GIVEN EXERCISE
Please report, copied in full, each line of the listing below that contains the word "antenna".

MATERIAL PROVIDED
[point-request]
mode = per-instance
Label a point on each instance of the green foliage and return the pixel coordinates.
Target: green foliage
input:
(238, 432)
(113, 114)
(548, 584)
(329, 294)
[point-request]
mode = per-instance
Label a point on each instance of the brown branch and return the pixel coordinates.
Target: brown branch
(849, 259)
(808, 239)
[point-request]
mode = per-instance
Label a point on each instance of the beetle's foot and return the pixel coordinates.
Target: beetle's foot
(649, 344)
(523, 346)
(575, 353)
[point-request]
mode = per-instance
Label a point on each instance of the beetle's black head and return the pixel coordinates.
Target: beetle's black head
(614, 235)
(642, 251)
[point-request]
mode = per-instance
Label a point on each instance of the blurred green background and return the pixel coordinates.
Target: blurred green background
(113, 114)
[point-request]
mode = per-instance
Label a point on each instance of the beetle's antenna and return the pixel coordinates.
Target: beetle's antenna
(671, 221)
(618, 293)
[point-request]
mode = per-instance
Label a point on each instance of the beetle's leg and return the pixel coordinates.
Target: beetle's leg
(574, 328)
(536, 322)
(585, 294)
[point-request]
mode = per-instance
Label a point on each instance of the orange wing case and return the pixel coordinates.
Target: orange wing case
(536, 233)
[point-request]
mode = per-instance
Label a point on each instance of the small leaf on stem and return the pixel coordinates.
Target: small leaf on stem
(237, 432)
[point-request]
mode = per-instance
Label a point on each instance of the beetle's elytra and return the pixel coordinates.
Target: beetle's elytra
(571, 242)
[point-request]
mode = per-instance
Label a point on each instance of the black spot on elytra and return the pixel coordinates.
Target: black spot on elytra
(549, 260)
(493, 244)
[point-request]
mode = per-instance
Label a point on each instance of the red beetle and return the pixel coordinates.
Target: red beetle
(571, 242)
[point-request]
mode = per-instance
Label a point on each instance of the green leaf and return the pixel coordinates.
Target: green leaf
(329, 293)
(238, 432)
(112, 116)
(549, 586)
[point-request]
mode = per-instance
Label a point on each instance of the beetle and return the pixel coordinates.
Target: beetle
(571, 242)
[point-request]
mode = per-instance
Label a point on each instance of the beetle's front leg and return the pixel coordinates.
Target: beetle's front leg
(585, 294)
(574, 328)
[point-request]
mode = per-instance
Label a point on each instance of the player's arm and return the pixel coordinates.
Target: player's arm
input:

FULL RESPONSE
Label a point on each instance of the beetle's antenna and return the pixel coordinates.
Target: beetle's antenna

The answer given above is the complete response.